Einträge mit Koordinatenannotationen:
_____

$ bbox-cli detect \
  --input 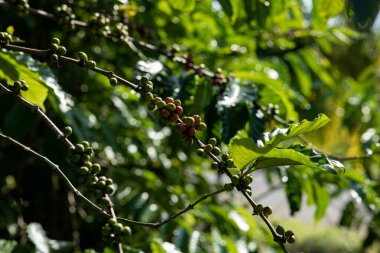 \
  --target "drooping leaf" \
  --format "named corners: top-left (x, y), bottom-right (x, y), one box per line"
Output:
top-left (0, 53), bottom-right (48, 111)
top-left (27, 223), bottom-right (50, 253)
top-left (285, 170), bottom-right (302, 215)
top-left (229, 114), bottom-right (330, 168)
top-left (312, 181), bottom-right (330, 221)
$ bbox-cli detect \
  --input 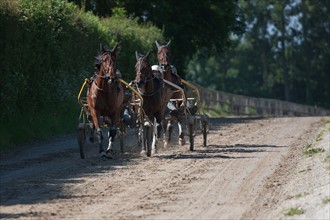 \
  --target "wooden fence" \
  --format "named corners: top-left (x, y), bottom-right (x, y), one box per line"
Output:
top-left (199, 87), bottom-right (330, 116)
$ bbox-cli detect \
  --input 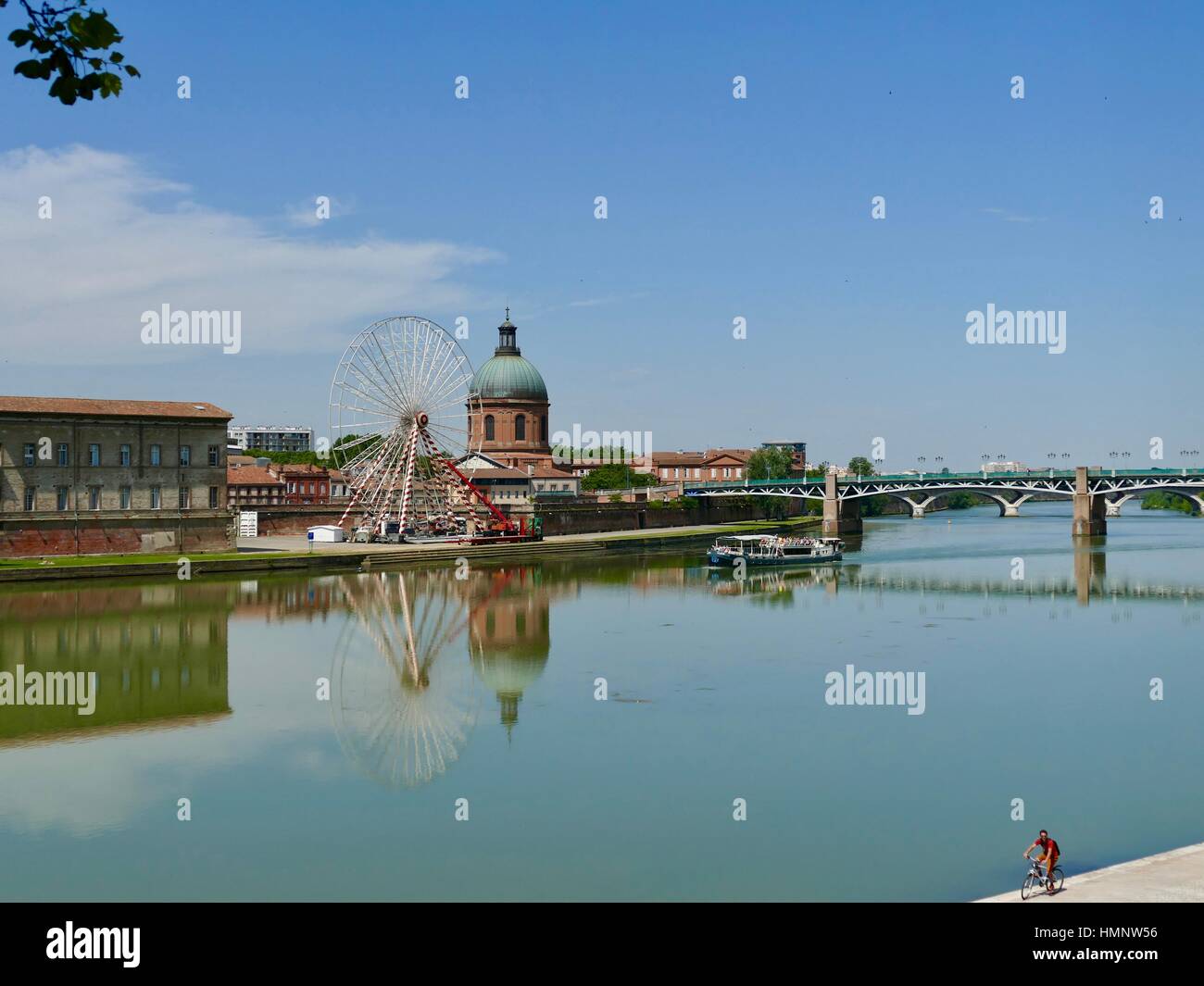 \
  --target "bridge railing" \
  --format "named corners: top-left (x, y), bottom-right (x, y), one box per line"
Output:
top-left (684, 466), bottom-right (1204, 490)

_____

AUFGABENSTELLUNG:
Ziehe aus der Auflistung oben jede Zeile heraus, in der die Zeichenfolge „left“ vorkommt.

GELÖSTE AUFGABE:
  --format "named corners: top-left (x, y), bottom-right (x, y), one box per line"
top-left (0, 53), bottom-right (48, 111)
top-left (27, 223), bottom-right (50, 253)
top-left (285, 170), bottom-right (302, 215)
top-left (229, 114), bottom-right (330, 168)
top-left (312, 181), bottom-right (330, 221)
  --format "named corners: top-left (x, y), bottom-right (x, y), one box per line"
top-left (199, 87), bottom-right (330, 116)
  --format "named corners: top-left (x, y), bottom-right (x, y), one box per line"
top-left (684, 466), bottom-right (1204, 490)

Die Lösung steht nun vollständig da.